---------- DOCUMENT SEGMENT ----------

Hubble space telescope astronomers Wednesday unveiled a view of a galaxy that took shape within 480 million years of the Big Bang, offering a glimpse of the universe as it gave birth to its first stars.
Galaxies are the vast archipelagoes of stars filling space, such as our own spiral-shaped Milky Way galaxy. The new "UDFj-39546284" galaxy is the most distant and ancient one yet spotted by astronomers.

Roughly 10 times smaller than the Milky Way galaxy, the new star-packed discovery confirms that a period of rapid star-birth unfolded in the era after the Big Bang, which took place about 13.75 billion years ago.

"The nighttime sky would have looked very different then," says study lead author Rychard Bouwens of the University of California Santa Cruz.

Massive blue stars created by dense clouds of hydrogen gas would have been born and died within millions of years' time, quick by cosmic standards, their death blasts filling space with charged, radioactive particles. "Probably, it wouldn't have been a very healthy time for life, if planets even existed then," Bouwens adds.

The report, in this week's edition of the journal Nature, shows stars formed in the galaxy at a rate 10 times slower than they did in galaxies only slightly older, ones dating to about 700 million years after the Big Bang. Those galaxies themselves were much busier star factories than today's comparatively quiet ones.

Newly installed instruments aboard the Hubble space telescope, 30 times more sensitive than their predecessors, allowed astronomers to peer deeply into space to find the galaxy, one of 6,000 contained in a "deep-field" view collected over 100 hours of telescope viewing time. "We have pushed Hubble about as far back as it can go," Bouwens adds.

"Just as archaeologists sift through deeper layers of sand to uncover the past, cosmologists use large telescopes and sensitive detectors to study galaxies at ever greater distances from Earth," says Naveen Reddy of the National Optical Astronomy Observatory in Tucson, in a commentary on the study. Because the speed of light, 5.9 trillion miles per year, is finite, he notes, looking at more and more distant stars allows astronomers to "peer farther back in time."

Discovery of UDFj-39546284, Reddy adds, "paves the way for a bright future in studying faint and distant galaxies." A better look at the era of the first stars will most likely come from NASA's troubled James Webb Space Telescope, which the space agency announced late last year was about $1.5 billion over budget, pointing to a total cost of $6.5 billion and a 2015 launch.

Once launched, the bigger mirrors and near-infrared spectrum sensitivity of the James Webb Space Telescope should allow a full survey of the first galaxies, now established as ripe for observation by Hubble's latest discovery.

---------- DATA LISTING ----------

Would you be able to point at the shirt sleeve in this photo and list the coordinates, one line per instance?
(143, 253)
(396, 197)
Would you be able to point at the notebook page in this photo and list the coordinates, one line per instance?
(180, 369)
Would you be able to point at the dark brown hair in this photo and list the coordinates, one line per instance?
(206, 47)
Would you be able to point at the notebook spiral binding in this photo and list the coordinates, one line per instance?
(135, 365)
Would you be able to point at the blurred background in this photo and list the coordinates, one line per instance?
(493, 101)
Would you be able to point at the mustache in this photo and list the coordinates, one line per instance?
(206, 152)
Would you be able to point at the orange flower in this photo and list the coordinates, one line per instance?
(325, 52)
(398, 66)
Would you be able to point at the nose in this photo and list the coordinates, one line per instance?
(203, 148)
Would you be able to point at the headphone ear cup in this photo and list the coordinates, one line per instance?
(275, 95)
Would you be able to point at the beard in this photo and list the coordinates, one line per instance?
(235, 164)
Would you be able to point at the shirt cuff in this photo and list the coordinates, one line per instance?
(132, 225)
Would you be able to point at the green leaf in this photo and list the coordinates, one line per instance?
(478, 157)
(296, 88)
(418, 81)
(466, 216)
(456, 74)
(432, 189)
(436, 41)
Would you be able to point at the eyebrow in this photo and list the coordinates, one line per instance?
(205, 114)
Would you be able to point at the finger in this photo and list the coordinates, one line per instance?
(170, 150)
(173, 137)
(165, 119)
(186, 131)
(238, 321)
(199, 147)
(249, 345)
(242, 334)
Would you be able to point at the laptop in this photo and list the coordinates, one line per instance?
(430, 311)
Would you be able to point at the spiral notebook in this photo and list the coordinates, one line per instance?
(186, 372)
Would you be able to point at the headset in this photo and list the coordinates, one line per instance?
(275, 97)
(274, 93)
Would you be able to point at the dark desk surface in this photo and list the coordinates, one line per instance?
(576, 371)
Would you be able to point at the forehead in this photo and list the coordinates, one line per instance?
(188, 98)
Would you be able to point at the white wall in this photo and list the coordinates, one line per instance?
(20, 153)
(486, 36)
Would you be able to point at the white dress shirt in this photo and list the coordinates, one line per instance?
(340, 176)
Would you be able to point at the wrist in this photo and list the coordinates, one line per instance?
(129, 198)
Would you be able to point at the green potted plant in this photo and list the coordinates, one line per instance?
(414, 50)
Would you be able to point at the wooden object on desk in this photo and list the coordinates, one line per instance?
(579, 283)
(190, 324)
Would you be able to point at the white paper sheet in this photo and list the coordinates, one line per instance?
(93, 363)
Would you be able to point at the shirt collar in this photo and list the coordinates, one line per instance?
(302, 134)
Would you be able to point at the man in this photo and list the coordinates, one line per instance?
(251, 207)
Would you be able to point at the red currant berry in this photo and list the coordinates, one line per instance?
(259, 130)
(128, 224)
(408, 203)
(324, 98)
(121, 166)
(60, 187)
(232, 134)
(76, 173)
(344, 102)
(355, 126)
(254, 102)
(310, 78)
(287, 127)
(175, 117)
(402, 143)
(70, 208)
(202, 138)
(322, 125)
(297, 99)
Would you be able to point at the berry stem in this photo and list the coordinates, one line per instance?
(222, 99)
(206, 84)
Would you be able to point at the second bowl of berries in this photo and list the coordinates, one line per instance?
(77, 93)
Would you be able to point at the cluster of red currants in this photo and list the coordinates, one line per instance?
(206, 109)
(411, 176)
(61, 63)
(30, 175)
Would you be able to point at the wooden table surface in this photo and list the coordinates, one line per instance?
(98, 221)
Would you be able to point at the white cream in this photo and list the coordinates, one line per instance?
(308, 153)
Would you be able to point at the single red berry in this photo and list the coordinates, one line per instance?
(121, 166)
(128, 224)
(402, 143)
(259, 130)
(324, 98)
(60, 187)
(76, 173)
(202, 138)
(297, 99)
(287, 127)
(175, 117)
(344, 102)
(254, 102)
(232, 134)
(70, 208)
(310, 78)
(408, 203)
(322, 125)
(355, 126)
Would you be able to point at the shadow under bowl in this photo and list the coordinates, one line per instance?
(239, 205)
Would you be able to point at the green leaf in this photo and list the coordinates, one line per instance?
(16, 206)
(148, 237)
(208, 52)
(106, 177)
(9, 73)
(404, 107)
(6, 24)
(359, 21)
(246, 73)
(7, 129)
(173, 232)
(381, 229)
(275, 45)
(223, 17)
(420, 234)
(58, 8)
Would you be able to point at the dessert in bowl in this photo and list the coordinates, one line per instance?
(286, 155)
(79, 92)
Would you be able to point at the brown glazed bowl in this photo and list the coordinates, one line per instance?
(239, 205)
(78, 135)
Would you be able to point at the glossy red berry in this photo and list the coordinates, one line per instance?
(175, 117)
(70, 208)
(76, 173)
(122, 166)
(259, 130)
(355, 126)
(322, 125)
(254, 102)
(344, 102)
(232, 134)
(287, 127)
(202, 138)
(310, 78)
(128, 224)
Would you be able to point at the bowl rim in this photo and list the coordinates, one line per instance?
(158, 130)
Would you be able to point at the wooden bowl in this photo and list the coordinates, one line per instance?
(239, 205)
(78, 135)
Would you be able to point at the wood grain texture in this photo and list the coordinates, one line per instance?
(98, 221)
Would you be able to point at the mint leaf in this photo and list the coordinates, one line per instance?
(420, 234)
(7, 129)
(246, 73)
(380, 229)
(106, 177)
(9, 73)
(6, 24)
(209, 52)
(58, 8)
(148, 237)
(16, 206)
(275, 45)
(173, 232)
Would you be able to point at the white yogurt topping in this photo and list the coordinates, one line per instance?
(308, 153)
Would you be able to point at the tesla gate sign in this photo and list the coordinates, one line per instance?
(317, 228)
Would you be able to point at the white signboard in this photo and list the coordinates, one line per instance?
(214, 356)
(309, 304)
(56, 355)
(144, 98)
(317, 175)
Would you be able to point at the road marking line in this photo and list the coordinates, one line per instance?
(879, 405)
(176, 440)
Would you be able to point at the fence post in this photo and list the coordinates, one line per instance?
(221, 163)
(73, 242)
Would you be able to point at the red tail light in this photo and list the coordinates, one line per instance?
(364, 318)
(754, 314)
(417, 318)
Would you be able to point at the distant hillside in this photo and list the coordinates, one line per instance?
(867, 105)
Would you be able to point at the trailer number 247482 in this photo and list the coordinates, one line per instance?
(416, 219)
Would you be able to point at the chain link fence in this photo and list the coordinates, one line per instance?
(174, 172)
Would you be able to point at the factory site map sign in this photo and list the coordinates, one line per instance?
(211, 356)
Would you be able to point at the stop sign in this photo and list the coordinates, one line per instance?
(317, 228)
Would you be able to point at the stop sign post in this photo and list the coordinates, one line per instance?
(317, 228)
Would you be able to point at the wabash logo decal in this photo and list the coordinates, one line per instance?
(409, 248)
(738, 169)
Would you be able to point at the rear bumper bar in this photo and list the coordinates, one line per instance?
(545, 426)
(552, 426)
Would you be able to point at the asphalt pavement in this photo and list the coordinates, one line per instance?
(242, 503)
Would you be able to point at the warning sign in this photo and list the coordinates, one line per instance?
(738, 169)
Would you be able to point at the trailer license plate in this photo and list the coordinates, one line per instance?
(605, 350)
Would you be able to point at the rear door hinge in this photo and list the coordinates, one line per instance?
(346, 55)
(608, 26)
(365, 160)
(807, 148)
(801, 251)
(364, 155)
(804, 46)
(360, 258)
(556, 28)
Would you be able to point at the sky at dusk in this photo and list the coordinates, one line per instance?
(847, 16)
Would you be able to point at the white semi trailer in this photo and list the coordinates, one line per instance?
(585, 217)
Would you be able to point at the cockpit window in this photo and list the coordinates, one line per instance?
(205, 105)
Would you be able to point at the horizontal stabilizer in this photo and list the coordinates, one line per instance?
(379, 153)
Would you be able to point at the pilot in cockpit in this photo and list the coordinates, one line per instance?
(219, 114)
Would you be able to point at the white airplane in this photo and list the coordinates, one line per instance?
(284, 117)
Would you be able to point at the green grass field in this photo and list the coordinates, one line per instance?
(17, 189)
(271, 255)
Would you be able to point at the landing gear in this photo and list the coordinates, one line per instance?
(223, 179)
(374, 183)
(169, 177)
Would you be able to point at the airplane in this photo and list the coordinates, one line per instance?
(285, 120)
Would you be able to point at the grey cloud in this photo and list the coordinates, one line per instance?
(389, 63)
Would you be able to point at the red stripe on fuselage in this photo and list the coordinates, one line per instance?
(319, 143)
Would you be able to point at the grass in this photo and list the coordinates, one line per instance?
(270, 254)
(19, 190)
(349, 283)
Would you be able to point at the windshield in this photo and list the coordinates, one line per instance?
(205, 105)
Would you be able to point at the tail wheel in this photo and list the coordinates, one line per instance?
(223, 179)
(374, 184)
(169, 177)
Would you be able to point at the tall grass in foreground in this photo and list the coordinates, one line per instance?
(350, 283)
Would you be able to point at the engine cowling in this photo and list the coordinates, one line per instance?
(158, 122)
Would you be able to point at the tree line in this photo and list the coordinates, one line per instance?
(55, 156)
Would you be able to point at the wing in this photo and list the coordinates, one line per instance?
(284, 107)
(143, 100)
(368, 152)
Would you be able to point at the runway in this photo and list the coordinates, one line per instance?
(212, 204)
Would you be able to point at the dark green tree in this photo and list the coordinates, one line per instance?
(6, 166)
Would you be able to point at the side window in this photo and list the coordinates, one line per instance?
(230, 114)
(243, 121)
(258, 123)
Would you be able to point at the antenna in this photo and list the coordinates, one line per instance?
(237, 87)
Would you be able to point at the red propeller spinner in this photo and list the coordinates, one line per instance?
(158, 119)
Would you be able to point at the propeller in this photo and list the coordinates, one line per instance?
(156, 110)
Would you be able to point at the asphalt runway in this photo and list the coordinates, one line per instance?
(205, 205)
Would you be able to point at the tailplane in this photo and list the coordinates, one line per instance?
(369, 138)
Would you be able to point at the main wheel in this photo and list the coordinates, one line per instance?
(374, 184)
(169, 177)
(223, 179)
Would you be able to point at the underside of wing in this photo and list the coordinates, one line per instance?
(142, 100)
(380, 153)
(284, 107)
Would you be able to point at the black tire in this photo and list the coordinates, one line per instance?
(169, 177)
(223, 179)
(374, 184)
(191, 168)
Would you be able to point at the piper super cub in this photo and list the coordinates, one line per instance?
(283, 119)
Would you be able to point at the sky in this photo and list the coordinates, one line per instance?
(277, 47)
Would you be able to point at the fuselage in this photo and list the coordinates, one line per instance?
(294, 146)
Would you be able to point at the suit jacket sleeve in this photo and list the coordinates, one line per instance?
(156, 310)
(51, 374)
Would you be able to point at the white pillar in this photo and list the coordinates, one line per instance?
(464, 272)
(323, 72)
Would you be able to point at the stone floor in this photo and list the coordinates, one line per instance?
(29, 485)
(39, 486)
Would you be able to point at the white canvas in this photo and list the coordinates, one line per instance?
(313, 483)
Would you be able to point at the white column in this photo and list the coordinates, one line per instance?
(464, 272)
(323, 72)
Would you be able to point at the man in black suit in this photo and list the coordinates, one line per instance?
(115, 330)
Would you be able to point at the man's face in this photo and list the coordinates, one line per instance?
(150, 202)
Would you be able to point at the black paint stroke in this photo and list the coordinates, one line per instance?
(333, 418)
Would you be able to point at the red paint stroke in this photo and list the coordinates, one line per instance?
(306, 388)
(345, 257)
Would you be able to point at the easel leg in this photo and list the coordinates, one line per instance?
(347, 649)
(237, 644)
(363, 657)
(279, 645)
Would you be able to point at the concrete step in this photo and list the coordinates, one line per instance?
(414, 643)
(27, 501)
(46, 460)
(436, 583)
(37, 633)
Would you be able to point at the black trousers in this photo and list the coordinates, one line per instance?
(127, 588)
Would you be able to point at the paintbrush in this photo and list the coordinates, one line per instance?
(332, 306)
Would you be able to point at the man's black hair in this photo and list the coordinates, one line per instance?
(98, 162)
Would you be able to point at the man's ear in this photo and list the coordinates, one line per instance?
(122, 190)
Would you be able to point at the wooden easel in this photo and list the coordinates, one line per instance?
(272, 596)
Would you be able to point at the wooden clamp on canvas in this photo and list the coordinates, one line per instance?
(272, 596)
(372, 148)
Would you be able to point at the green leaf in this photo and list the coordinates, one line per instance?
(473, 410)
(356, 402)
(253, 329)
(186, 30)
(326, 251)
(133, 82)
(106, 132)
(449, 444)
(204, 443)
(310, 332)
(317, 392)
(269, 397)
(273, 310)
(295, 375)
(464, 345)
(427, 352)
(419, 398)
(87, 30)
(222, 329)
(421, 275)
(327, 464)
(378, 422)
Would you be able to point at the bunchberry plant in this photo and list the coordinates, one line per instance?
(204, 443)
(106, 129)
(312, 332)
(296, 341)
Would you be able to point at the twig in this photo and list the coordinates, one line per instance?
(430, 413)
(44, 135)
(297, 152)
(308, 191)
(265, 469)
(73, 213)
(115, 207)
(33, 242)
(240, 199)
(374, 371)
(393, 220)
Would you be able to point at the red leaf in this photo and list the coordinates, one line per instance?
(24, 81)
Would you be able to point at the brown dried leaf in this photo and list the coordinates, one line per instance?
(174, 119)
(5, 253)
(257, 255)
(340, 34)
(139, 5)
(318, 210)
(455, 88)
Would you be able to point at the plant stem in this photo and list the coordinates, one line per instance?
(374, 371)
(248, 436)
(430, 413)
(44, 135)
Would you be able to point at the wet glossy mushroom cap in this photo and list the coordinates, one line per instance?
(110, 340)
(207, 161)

----------

SHORT PROBLEM:
Retype the passage of the Hubble galaxy article starting with "Hubble space telescope astronomers" and going on through "California Santa Cruz.", keeping every word and mark unchanged.

REPLY TO THE TASK:
Hubble space telescope astronomers Wednesday unveiled a view of a galaxy that took shape within 480 million years of the Big Bang, offering a glimpse of the universe as it gave birth to its first stars.
Galaxies are the vast archipelagoes of stars filling space, such as our own spiral-shaped Milky Way galaxy. The new "UDFj-39546284" galaxy is the most distant and ancient one yet spotted by astronomers.

Roughly 10 times smaller than the Milky Way galaxy, the new star-packed discovery confirms that a period of rapid star-birth unfolded in the era after the Big Bang, which took place about 13.75 billion years ago.

"The nighttime sky would have looked very different then," says study lead author Rychard Bouwens of the University of California Santa Cruz.